- Task prompt:
Gather every line of the records below that contains the word "black", and treat uppercase and lowercase letters as different.

— BEGIN Records for processing —

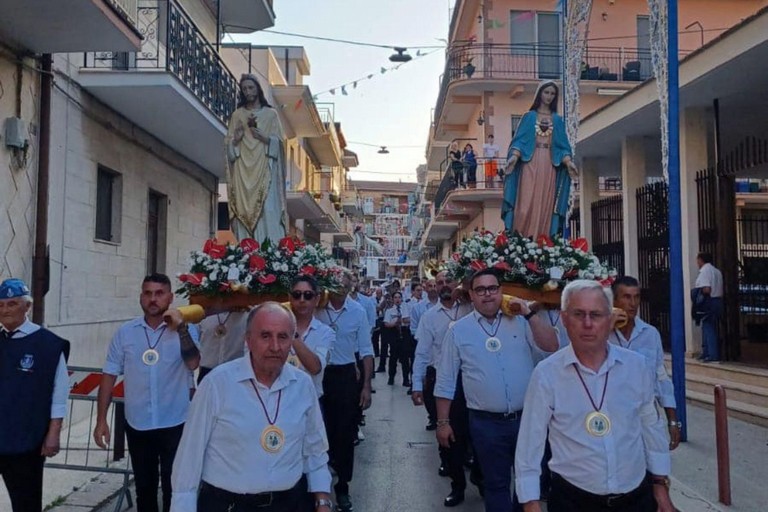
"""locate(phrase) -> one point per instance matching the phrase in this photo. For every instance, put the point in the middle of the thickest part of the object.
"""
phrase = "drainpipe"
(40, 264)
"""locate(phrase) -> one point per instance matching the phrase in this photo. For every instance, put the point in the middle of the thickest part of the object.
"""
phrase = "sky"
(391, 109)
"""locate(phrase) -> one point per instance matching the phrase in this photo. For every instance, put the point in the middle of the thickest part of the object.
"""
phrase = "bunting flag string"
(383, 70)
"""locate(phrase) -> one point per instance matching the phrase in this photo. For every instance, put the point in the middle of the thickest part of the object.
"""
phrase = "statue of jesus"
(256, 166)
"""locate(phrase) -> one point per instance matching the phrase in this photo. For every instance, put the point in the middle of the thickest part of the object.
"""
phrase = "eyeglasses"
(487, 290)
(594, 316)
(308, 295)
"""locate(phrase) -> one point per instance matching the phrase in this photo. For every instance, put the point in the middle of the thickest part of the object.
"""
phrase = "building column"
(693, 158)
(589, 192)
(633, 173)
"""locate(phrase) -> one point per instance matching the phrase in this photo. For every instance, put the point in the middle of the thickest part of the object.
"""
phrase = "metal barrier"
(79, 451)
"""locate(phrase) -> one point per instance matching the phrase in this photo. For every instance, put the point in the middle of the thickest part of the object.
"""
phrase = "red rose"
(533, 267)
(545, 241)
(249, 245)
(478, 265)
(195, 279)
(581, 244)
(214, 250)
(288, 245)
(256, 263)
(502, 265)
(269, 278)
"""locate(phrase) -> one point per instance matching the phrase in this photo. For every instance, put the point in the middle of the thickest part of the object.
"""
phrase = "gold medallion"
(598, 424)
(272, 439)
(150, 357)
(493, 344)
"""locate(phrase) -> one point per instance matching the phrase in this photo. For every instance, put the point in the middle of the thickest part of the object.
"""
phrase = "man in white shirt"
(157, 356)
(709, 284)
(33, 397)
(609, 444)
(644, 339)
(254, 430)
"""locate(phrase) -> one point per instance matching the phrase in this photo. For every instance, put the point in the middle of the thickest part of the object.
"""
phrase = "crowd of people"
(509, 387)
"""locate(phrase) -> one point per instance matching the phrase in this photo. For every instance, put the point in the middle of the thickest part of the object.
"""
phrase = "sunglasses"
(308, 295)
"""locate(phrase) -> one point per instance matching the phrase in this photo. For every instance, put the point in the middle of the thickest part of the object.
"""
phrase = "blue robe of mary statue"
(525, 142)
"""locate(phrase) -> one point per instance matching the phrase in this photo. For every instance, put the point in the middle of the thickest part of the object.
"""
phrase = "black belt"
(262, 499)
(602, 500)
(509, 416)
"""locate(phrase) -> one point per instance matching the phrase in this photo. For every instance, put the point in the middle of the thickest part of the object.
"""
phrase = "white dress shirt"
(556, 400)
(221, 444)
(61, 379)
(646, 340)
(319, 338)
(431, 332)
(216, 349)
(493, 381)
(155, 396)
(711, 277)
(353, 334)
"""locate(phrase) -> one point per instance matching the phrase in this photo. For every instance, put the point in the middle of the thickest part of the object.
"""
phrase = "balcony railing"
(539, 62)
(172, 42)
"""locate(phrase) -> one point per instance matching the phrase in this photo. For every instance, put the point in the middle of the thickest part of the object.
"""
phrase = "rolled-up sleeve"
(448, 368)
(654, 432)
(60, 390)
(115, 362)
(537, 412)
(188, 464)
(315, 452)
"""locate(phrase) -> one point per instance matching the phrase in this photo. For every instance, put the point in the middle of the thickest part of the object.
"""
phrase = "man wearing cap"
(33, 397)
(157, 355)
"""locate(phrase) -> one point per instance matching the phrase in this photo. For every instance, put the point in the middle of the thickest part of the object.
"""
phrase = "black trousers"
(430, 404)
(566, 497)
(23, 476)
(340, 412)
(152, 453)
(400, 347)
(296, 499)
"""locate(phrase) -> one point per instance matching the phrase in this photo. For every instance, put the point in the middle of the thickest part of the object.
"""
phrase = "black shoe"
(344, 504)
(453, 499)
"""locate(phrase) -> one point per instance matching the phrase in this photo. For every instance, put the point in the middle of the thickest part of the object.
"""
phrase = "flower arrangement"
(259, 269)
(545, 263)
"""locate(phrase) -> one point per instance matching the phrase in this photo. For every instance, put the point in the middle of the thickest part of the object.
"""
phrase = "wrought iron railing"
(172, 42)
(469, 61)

— END Records for processing —
— BEGIN Records for processing —

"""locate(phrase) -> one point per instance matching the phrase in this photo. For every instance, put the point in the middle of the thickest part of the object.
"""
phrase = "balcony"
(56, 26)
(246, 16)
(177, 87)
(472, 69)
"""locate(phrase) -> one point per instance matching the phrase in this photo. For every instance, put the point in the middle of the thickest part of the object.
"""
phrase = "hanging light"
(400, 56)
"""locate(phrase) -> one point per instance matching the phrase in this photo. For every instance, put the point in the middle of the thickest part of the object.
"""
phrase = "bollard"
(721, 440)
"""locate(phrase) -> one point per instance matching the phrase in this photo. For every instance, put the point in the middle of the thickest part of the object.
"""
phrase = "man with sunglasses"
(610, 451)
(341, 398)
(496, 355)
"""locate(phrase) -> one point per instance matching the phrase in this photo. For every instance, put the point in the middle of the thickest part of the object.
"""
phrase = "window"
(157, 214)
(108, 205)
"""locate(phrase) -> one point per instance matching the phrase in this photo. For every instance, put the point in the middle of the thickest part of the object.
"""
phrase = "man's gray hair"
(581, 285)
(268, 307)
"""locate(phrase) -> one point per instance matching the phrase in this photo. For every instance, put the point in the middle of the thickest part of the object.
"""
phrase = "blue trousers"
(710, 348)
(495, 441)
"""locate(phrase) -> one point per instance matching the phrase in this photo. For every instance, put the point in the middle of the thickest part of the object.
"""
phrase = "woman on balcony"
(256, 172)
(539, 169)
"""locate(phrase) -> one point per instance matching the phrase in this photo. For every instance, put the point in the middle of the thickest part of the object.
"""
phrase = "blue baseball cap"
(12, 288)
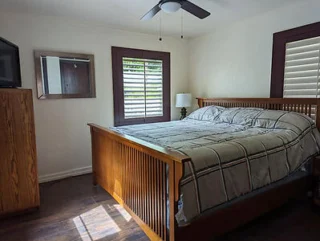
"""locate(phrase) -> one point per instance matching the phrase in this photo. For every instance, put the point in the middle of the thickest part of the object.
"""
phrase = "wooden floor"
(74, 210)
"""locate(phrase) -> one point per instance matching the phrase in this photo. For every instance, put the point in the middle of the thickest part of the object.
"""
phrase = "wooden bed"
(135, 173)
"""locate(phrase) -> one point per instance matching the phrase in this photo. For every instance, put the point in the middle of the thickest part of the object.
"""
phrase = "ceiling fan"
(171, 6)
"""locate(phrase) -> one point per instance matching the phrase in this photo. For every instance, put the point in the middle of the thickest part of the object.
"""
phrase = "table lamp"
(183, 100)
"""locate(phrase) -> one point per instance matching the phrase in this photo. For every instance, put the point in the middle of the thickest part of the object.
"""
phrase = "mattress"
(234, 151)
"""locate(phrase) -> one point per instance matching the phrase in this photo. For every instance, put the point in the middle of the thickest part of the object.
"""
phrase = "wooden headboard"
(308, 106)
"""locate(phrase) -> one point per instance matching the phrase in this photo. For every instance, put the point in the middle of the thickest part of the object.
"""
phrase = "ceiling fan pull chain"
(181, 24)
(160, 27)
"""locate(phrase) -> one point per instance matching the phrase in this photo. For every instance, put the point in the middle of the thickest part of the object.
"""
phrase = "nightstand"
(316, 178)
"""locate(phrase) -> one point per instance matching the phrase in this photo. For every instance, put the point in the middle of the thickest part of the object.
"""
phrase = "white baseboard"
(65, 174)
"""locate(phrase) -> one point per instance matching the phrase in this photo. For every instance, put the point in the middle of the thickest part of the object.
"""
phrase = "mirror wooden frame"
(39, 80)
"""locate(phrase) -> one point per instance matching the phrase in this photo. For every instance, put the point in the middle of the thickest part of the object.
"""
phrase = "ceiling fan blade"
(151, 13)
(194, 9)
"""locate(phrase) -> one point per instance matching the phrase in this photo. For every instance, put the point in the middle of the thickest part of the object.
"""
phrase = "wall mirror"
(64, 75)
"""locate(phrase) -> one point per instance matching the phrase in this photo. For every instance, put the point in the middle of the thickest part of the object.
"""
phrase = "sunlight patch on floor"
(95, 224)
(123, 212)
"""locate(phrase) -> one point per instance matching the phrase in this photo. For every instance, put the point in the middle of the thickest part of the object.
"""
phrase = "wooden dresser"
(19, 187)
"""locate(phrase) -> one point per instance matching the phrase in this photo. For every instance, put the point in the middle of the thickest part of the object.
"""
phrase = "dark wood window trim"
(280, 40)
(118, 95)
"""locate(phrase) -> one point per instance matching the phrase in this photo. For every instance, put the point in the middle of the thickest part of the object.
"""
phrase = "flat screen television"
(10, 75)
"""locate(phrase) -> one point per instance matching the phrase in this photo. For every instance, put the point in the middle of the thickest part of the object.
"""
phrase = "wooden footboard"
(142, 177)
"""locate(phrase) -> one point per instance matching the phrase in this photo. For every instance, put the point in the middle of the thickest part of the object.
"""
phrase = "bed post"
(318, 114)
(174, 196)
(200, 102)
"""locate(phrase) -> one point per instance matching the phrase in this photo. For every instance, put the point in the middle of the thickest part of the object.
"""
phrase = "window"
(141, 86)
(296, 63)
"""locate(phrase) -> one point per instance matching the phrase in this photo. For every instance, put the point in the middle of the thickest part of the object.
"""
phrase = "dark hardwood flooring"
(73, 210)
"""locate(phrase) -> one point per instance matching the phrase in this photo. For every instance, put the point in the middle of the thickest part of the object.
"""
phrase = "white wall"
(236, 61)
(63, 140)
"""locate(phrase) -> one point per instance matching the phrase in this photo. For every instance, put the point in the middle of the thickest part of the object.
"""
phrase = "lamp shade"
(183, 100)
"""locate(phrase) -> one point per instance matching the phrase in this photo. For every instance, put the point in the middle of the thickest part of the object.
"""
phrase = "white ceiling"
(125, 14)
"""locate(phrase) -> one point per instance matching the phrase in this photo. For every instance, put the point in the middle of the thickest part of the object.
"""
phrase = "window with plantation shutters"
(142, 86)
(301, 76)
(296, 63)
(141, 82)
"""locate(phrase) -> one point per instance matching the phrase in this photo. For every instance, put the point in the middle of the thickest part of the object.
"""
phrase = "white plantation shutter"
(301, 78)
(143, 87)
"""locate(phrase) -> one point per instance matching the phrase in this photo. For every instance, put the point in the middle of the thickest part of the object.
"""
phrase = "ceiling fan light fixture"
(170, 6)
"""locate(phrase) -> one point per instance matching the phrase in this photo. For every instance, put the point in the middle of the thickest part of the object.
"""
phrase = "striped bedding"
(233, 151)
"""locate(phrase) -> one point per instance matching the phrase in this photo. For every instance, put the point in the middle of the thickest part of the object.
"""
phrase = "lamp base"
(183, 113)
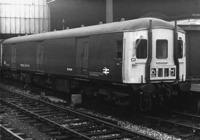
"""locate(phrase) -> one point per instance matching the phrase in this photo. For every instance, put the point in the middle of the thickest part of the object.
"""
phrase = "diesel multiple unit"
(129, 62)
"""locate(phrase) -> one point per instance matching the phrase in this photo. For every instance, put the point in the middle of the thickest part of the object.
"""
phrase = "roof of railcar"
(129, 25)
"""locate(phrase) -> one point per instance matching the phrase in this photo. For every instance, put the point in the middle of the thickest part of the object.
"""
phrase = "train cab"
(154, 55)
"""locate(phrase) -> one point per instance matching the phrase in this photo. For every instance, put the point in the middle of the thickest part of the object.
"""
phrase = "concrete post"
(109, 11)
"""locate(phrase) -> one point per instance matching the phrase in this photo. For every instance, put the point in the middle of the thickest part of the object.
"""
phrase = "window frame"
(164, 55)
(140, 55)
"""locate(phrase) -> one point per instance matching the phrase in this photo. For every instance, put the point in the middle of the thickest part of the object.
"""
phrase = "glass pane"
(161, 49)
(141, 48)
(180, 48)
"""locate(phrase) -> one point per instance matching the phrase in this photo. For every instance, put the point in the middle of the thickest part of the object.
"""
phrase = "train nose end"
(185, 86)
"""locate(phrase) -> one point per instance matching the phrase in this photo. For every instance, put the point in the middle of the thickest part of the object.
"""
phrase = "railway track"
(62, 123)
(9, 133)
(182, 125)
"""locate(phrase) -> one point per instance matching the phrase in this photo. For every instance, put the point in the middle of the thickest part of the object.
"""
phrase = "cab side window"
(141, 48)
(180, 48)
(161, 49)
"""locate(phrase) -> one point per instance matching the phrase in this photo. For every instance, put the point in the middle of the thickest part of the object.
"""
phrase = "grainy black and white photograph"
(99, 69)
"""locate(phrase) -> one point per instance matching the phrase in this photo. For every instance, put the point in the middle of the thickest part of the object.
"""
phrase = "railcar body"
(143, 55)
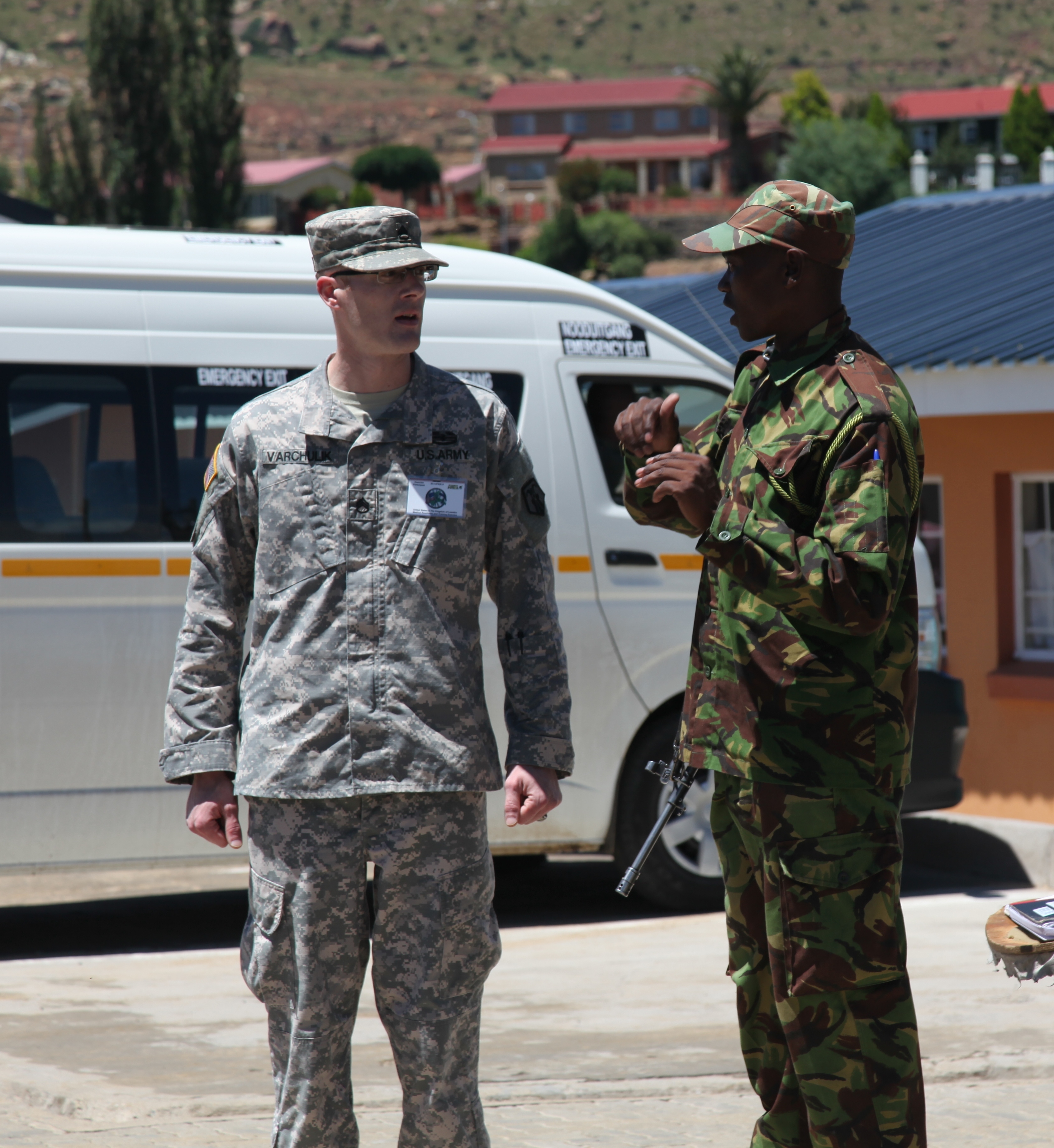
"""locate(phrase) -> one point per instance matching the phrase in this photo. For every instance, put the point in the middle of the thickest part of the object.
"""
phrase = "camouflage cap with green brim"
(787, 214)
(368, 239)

— END Records for processing —
— BEGIN Records for processing —

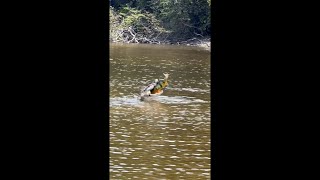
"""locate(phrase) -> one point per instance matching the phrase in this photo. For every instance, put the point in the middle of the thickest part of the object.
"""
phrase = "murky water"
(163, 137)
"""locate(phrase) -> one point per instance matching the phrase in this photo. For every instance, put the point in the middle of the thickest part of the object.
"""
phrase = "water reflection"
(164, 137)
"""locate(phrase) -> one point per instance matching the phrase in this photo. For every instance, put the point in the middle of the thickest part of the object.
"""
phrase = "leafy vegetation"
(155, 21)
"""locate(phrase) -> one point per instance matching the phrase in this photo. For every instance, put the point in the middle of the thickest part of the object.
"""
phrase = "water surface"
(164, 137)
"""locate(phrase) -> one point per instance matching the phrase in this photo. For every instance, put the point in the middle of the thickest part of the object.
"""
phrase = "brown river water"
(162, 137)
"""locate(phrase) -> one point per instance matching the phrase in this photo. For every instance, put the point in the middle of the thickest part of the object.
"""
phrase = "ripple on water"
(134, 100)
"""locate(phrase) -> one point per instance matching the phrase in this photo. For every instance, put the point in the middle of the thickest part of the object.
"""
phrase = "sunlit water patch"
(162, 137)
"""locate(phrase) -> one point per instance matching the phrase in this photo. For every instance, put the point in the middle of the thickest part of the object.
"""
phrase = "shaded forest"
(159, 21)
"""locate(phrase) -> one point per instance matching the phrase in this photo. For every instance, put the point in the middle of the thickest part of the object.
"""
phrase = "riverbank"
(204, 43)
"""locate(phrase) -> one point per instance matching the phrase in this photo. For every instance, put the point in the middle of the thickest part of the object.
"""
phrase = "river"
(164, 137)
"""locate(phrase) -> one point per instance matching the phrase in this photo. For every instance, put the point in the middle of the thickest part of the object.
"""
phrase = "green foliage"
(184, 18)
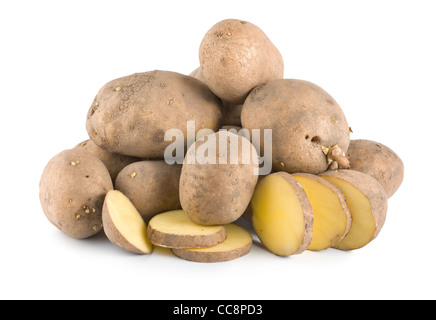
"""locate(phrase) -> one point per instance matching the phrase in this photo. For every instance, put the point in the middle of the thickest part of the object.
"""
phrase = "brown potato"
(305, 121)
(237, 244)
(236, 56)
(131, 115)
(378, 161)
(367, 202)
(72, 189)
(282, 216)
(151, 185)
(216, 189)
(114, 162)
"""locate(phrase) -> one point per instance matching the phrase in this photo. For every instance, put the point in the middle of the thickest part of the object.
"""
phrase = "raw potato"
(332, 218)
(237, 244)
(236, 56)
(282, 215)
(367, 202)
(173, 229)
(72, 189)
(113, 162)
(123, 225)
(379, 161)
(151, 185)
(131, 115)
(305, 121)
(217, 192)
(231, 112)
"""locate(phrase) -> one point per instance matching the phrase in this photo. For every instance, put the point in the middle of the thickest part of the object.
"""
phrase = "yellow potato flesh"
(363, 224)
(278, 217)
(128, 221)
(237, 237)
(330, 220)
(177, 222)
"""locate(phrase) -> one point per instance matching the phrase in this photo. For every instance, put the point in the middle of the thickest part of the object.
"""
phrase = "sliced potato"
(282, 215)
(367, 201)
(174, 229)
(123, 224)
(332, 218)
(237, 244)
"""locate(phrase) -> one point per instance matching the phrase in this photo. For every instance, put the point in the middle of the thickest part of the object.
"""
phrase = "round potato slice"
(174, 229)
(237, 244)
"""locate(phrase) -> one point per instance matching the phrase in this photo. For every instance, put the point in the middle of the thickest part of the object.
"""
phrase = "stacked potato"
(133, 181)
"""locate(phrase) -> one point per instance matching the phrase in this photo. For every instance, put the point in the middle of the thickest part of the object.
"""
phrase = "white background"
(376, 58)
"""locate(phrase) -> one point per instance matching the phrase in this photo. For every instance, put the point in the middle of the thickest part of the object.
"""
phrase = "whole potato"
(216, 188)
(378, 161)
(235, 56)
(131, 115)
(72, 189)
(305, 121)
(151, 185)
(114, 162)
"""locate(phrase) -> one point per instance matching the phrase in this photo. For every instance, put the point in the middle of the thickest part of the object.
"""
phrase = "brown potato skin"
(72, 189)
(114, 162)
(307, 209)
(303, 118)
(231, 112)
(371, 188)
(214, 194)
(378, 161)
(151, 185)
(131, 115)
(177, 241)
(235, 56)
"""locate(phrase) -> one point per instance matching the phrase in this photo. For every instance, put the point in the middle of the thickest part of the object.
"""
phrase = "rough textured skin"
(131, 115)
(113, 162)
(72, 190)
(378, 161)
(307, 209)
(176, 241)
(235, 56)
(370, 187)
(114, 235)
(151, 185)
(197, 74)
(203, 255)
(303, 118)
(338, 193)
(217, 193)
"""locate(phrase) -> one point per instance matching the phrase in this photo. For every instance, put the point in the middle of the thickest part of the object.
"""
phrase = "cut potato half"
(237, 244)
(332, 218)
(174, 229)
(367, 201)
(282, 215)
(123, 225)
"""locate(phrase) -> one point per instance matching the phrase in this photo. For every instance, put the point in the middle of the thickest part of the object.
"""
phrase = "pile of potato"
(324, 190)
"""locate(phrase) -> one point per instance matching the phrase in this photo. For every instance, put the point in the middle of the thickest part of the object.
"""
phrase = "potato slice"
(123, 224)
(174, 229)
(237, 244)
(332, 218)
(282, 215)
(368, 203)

— END Records for processing —

- Solution to the exercise:
phrase = "black belt"
phrase = "black trousers"
phrase = "black shoe"
phrase = "grainy black and white photograph"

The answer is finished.